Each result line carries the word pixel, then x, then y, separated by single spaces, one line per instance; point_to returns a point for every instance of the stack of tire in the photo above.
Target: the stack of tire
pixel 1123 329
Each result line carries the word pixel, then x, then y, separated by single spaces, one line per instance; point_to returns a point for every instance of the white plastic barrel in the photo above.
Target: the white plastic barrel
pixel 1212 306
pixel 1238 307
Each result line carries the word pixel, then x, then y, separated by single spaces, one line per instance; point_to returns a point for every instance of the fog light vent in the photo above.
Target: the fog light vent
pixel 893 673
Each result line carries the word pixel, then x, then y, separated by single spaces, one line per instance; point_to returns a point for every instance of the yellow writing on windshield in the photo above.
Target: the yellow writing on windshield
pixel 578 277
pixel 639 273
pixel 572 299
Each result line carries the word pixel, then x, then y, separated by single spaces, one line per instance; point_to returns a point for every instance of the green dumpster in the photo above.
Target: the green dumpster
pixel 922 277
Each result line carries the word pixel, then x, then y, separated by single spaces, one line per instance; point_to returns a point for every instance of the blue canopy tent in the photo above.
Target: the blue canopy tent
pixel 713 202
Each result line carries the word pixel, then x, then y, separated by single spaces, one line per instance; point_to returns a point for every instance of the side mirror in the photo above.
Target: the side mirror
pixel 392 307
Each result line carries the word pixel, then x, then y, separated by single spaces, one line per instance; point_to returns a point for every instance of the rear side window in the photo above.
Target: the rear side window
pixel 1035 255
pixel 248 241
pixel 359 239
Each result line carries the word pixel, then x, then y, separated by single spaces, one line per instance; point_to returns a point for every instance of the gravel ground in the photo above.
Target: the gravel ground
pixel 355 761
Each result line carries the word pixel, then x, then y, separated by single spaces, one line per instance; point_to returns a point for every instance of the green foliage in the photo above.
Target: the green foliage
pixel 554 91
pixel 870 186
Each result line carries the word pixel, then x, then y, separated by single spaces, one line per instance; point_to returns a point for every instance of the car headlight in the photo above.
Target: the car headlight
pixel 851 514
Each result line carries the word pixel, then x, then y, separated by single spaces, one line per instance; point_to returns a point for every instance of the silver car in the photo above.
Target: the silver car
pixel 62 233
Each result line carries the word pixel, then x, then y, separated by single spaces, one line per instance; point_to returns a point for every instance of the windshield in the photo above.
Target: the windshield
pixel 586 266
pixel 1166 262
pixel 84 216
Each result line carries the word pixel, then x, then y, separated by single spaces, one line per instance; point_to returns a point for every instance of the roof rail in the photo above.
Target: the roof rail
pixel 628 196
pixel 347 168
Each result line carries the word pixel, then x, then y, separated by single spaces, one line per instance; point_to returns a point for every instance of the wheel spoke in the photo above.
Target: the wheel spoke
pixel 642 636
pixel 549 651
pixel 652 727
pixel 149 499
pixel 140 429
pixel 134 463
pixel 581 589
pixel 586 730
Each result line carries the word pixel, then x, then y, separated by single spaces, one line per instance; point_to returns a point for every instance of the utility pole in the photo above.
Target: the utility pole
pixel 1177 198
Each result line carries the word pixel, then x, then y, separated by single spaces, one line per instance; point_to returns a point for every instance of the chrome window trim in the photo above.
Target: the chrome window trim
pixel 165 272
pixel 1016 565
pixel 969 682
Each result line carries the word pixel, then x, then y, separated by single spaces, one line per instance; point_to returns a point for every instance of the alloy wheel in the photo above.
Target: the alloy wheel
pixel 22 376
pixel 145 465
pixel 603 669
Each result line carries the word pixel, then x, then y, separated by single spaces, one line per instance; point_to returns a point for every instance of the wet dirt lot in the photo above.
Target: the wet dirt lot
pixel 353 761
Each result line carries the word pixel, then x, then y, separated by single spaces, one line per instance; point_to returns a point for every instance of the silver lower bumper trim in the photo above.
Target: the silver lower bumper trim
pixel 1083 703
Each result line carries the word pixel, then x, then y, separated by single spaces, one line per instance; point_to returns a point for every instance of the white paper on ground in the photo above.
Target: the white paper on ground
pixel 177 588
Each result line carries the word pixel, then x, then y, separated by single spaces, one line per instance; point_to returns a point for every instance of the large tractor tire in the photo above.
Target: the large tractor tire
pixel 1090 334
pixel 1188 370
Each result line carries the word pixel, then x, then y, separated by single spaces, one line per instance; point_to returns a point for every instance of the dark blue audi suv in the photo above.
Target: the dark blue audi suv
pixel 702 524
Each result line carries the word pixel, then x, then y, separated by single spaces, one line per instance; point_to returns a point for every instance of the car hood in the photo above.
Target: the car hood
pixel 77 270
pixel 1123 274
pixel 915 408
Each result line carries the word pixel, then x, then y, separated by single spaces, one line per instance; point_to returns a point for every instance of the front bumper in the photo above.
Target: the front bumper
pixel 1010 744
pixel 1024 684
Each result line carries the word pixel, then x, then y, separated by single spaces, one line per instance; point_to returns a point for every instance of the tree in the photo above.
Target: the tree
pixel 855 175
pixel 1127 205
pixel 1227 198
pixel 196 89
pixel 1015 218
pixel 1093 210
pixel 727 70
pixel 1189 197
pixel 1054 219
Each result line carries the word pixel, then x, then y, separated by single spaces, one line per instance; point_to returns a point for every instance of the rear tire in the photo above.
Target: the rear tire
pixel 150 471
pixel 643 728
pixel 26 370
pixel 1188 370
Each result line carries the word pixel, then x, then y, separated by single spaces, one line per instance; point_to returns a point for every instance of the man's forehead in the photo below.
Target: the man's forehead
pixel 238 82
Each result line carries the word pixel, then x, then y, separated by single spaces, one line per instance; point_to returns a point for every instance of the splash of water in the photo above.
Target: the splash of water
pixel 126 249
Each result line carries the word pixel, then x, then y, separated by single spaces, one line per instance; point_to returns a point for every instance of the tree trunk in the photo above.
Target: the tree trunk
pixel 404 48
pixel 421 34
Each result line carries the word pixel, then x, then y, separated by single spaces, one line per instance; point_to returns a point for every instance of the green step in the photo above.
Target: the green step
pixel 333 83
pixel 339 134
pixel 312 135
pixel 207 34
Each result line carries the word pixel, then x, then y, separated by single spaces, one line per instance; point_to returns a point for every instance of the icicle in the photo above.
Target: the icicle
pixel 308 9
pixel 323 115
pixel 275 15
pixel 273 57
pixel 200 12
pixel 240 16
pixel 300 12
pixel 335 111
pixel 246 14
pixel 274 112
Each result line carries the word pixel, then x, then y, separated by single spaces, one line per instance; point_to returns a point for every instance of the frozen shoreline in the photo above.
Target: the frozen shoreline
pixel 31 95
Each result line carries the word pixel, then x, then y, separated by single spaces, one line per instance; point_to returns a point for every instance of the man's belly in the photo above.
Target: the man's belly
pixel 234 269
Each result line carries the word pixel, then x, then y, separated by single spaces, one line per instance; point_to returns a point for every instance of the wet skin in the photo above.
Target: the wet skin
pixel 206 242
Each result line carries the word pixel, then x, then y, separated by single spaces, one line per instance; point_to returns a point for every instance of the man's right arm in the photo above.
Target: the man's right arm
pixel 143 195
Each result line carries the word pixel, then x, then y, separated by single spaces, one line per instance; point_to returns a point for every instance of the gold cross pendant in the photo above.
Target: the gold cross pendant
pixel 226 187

## THE PROBLEM
Copy out every line of the records above word for word, in the same order.

## WRITTEN SOLUTION
Each result line carries the word pixel, then x, then y, separated by single spaces, one line per instance; point_to returns a point for every instance of the stack of tire in the photo above.
Target: the stack of tire
pixel 1123 329
Each result line carries the word pixel, then x, then y, separated by single spaces, one line per instance; point_to returns a point for every instance of the white plastic barrel in the photo above.
Target: the white plastic barrel
pixel 1212 306
pixel 1238 307
Each result line carries the word pixel, then x, then y, separated by single spaces, one line per instance; point_to returns a point for every instance of the fog light vent in the photo above.
Target: the fog light vent
pixel 893 673
Each result line carries the word pixel, then x, then y, separated by single spaces, one line per instance; point_to returns a point for every instance of the yellow writing on windshield in the photo above.
Target: the yellow writing on windshield
pixel 578 277
pixel 639 273
pixel 572 299
Each result line carries the word pixel, then x, then y, separated by single spaces, one line per instance; point_to returns a point for every instance of the green dumpster in the photo above.
Target: the green dumpster
pixel 922 277
Each result line carries the word pixel, then x, then y, separated by single spaces, one line per instance; point_to returns a point for every instance of the blue canopy tent in the photo above.
Target: the blue canopy tent
pixel 713 202
Each result line carries the word pixel, then x, then y, separated by single spaces, one line per instance; point_to returns a point for every instance of the side mirror in the photo above.
Target: the side mirror
pixel 392 307
Each result line carries the word pixel, then x, then y, separated by single spaces, one line per instance; point_to returns a point for every instance of the rear side window in the photo above.
Target: the rear side window
pixel 1035 255
pixel 248 241
pixel 359 239
Each result line carries the word pixel, then x, then y, separated by single spaces, one line per instance; point_to returns a point for every instance of the gravel ground in the photo above.
Target: the gravel ground
pixel 355 761
Each result line carries the word pixel, then x, then y, separated by single spaces, one line per instance; point_to returns a point for every instance of the green foliage in the photo above.
Target: the green foliage
pixel 554 91
pixel 870 186
Each result line carries the word pixel, then x, then y, separated by single spaces, one line per instance; point_to returns a point for every instance of the car headlight in the photo above.
Target: the car headlight
pixel 851 514
Each result line carries the word pixel, then x, then y, separated by single spaces, one line per instance; point_to returns a point for every instance of the silver car in the photo above.
Target: the silver car
pixel 62 233
Each result line carries the word pixel, then x, then y, separated by single spaces, one line per instance; point_to returns a point for every instance of the windshield in the photo above.
Target: the windshield
pixel 586 266
pixel 1166 262
pixel 84 216
Each result line carries the word pixel, then x, then y, separated by single spaces, one line per instance; point_to returns a point for every instance of the roof rail in the photo above.
Target: the roof rail
pixel 628 196
pixel 347 168
Each result line carries the word pixel, then x, then y, separated by single spaces, one line per instance; point_to returns a point for every instance of the wheel spoke in the photo above.
Target: the wheel spoke
pixel 642 636
pixel 549 651
pixel 652 727
pixel 149 499
pixel 140 429
pixel 134 463
pixel 581 589
pixel 586 730
Each result line carries the word pixel, then x, then y, separated by single spaces, one line per instance; point_to returns a point for every instance of the utility pole in the photo above.
Target: the utility pole
pixel 1177 198
Each result line carries the word pixel, then x, then y, separated by single spaces, one line per instance; point_to returns a point for every instance of the chrome window trim in the photo above.
Target: the chrome window trim
pixel 165 272
pixel 1016 565
pixel 969 682
Each result line carries the word pixel, then x, then y, separated by single spaces, one line per instance; point_to returns a point for every instance of the alloy wheel in the photo above.
Target: the alloy wheel
pixel 22 376
pixel 145 465
pixel 603 669
Each result line carries the word pixel, then x, then y, separated by single spaces, one line per instance; point_to returns a point for every instance of the wet dirt lot in the photo above.
Target: the wet dirt lot
pixel 353 761
Each result line carries the word pixel, then x, then y, separated by single spaces, one line per instance; point_to returns a point for every instance of the silver lower bumper trim in the photo above.
Target: the silver lower bumper trim
pixel 1083 703
Each result line carries the word pixel, then x, then y, separated by single spaces, one line per instance; point_to returns a point for every instance of the white paper on ground in the photo above.
Target: the white paper on ground
pixel 177 588
Each result line carries the word pixel, then x, then y, separated by single spaces, one line per instance; point_to returns a point for every instance of the large tractor tire in the photo above.
Target: the large tractor tire
pixel 1090 334
pixel 1188 370
Each result line carries the word pixel, then x, then y, separated by single spaces, one line per instance; point_to returns a point for every instance of the dark blue audi suv in the photo above.
Target: the dark blue audi suv
pixel 702 524
Each result line carries the word pixel, then x, then y, separated by single spaces, one line per instance; point_to returns a point for every instance of the car hood in the photo above.
Target: the car hood
pixel 77 270
pixel 1123 274
pixel 915 408
Each result line carries the word pixel, then x, then y, separated by single spaces, one line per instance; point_to returns a point for every instance of the front bumper in the photo above.
Target: the front bumper
pixel 1010 744
pixel 1024 684
Each result line carries the word pixel, then x, then y, separated by single spaces, one line per instance; point_to returns a point for every instance of the tree in the photo above.
Target: the tree
pixel 855 175
pixel 1127 205
pixel 1227 198
pixel 196 89
pixel 1015 218
pixel 1093 210
pixel 727 70
pixel 1189 197
pixel 1054 219
Each result line carries the word pixel, then x, then y, separated by single spaces, one line per instance; point_to returns a point for every instance of the rear tire in the photo above.
Target: the rear tire
pixel 150 471
pixel 643 728
pixel 26 370
pixel 1188 370
Each result line carries the word pixel, then x, then y, separated by single spaces, one line per instance; point_to returns a point for every instance of the man's forehead in the photo below.
Target: the man's forehead
pixel 238 82
Each result line carries the word pixel, then x, then y, separated by single spaces, one line per instance; point_to returns a point for every instance of the splash of water in the photo above.
Target: the splash of water
pixel 126 249
Each result line carries the word pixel, then x, then y, separated by single spaces, one line per instance; point_to returns a point for every instance of the tree trunk in the photo above.
Target: the tree trunk
pixel 404 48
pixel 421 34
Each result line carries the word pixel, then x, then y, separated by single spaces, one line per instance; point_to returns a point for every instance of the green step in the photo above.
Target: the green step
pixel 333 83
pixel 339 134
pixel 312 135
pixel 207 34
Each result line carries the word pixel, then x, then y, separated by single spaces, one line per instance; point_to returns a point for every instance of the icicle in the photo above.
Target: the icicle
pixel 308 9
pixel 323 115
pixel 275 15
pixel 273 57
pixel 200 12
pixel 240 16
pixel 300 12
pixel 335 111
pixel 246 14
pixel 274 112
Each result line carries the word pixel, then x, then y, separated by single spaces, one line per instance; point_to returns a point for every instance of the frozen shoreline in the photo above.
Target: the frozen shoreline
pixel 31 95
Each result line carries the word pixel, then x, then y, separated by single spaces, one line per instance; point_to returns a point for every instance of the man's belly in the photo above.
Target: the man's belly
pixel 234 269
Each result line carries the word pixel, then x, then y, separated by single spaces, one line per instance; point_to returns a point for every instance of the wet skin in the photo above.
Target: the wet skin
pixel 206 242
Each result line carries the word pixel, then x, then y, separated by single spaces, one line per instance; point_to returns a point for every instance of the man's right arm in the photo above.
Target: the man's right arm
pixel 143 195
Each result line carries the word pixel, then x, then y, separated by single spaces, one line per instance; point_to returns a point for every instance of the gold cross pendant in the photo above.
Target: the gold cross pendant
pixel 226 187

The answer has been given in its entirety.